§ Texto extraído:
--

Provas ilícitas e a jurisprudência do STF
Há uma certa celeuma a respeito do sistema de adoção de provas no sistema brasileiro, notadamente no que concerne à interpretação do disposto no art. 5°, inc. LVI, da CF que especifica a inadmissibilidade das provas ilícitas.
1. Introdução
Há uma certa celeuma a respeito
do sistema de adoção de provas no sistema brasileiro,
notadamente no que concerne à interpretação do
disposto no art. 5°, inc. LVI, da CF que especifica a
inadmissibilidade das provas ilícitas. O que se procurará
apresentar neste artigo são considerações que
buscam trazer um balizamento seguro para o tema levando em
consideração a doutrina e a jurisprudência
dominante além, é claro, do posicionamento de seu autor
que, pode não ser adotado pelo leitor mas certamente levará
a discussão ao seu adequado campo da prática
processual.
2. Da limitação aos
direitos fundamentais
Como regra geral os direitos
fundamentais podem ser objeto de restrição mesmo quando
expressamente não previsto no texto constitucional. Há
aquelas hipóteses em que o legislador constituinte já
promoveu o adequado balizamento impondo limites ao direito
fundamental, como é o caso, v.g., do sigilo das comunicações
telefônicas que, pelo disposto no art. 5°, inc. XII, da CF,
somente por ordem judicial e desde que para investigação
criminal ou instrução processual penal é que se
poderá promover a quebra do sigilo das comunicações
telefônicas e tudo nos termos do que vier a ser definido em
lei.

--

§ Registros de origem:
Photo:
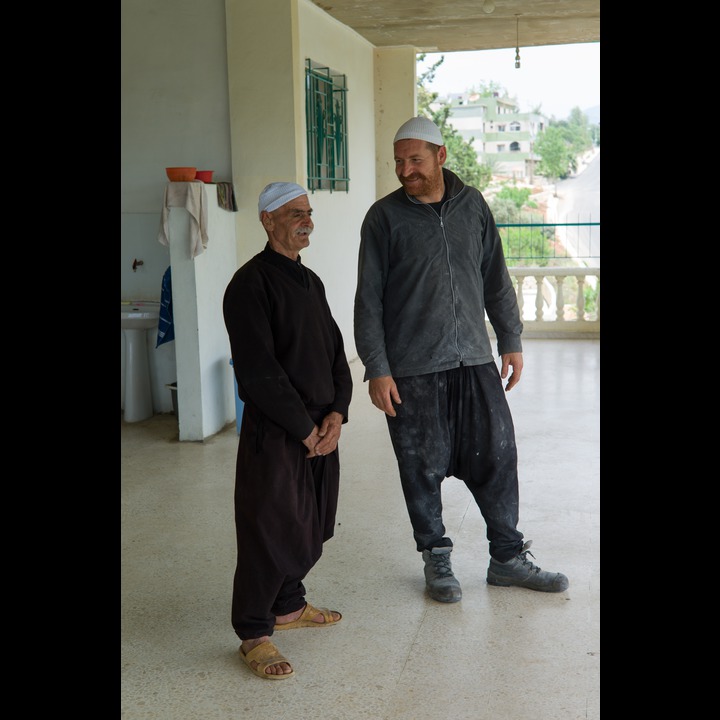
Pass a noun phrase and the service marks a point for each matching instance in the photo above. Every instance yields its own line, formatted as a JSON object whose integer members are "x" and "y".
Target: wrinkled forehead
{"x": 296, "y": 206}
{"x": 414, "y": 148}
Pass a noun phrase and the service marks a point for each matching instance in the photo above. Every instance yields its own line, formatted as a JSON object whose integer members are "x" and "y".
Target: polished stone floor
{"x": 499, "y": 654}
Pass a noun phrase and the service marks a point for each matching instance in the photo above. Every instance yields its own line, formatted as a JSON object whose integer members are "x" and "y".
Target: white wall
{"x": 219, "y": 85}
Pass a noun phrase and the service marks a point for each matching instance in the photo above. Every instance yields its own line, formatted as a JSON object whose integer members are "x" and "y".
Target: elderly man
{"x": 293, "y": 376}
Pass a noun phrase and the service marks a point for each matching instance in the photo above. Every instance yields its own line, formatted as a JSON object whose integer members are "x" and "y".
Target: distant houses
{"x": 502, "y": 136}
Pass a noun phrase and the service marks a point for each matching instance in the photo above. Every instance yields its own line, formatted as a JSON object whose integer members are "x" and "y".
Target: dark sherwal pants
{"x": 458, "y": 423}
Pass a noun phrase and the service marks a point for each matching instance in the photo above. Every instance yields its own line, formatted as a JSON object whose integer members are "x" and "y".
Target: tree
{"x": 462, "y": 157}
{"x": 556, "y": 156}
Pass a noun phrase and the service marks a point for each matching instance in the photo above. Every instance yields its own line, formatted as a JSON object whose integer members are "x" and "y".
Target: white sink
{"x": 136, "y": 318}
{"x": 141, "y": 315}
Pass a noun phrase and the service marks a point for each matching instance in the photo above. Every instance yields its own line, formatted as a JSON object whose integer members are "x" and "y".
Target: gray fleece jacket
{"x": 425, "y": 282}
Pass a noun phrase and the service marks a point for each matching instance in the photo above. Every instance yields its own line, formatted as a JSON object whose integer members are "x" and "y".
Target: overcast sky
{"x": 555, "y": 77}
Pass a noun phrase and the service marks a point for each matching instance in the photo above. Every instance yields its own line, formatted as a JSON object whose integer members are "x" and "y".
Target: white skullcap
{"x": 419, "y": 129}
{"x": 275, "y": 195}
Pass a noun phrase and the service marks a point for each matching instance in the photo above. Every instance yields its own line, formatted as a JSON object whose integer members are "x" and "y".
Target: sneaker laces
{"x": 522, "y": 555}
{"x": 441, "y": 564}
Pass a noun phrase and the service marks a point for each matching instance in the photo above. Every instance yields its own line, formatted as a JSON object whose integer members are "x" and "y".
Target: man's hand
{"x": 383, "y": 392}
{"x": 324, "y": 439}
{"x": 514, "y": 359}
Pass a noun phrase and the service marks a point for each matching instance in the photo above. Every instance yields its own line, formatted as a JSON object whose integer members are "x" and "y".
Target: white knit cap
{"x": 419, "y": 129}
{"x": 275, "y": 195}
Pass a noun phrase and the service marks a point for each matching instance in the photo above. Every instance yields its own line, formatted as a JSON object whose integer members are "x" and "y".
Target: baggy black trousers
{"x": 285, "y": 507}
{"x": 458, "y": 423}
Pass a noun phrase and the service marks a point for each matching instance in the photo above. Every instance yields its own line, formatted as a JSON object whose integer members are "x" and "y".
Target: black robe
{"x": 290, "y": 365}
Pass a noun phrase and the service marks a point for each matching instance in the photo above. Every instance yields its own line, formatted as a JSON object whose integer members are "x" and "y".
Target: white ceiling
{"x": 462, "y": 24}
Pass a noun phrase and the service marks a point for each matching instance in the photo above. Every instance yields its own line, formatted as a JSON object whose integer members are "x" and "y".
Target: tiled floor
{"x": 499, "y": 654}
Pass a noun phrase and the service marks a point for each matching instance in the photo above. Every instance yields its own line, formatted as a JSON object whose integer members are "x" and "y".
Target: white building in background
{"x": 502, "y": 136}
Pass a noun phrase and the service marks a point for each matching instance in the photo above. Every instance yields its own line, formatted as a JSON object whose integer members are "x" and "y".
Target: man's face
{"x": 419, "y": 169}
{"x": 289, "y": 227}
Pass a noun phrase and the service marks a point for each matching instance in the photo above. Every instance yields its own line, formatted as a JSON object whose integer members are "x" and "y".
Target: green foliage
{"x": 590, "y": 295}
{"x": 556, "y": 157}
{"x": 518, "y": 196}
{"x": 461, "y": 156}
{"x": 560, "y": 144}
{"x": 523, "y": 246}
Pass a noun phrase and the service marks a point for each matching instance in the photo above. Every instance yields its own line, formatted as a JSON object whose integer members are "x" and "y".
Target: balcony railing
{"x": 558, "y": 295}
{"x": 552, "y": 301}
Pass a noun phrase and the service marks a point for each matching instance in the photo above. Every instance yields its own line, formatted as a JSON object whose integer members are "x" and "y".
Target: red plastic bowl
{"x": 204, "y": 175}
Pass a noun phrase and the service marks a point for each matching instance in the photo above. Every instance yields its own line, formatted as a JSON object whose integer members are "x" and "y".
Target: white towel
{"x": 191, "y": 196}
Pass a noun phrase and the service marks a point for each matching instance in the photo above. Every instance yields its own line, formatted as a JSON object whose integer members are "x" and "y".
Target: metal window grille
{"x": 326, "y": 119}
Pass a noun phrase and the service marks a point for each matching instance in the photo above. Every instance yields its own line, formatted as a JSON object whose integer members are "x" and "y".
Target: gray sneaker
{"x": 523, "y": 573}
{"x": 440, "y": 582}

--

§ Suas tarefas:
1: Extraia dos registros cada linha em que aparece a palavra "floor".
2: Dê continuidade ao texto sobre provas ilícitas e a jurisprudência do STF a partir da última frase apresentada.

§ Respostas do exercício:
1:
Target: polished stone floor
Target: tiled floor

2:
Ao se investigar o texto
constitucional há de se perquirir se é possível
a limitação dos direitos fundamentais quando não
houver explícita previsão constitucional. A resposta se
impõe afirmativa eis que os direitos fundamentais são,
como regra geral, relativos. Afirmar o absolutismo dos direitos
fundamentais como regra geral é promover uma negação
geral dos próprios direitos fundamentais na medida em que o
exercício absoluto de um direito fundamental conduziria à
completa anulação dos direitos fundamentais de
terceiros. Exemplificando: se o direito fundamental de livre
manifestação do pensamento não pudesse sofrer
restrições, a ninguém seria dado o direito de
invocar a tranqüilidade de seu lar para impedir, por exemplo,
que alguém, usando amplificador de som, expusesse seu
pensamento a qualquer ora do dia ou da noite. É claro que os
direitos fundamentais exigem, para sua interpretação,
uma compatibilização para se evitar colidência
insuperável, pois os direitos fundamentais terão,
necessariamente momentos de colisão mas que devem ser
resolvidos sem sua anulação. Aí reside o
relativismo dos direitos fundamentais.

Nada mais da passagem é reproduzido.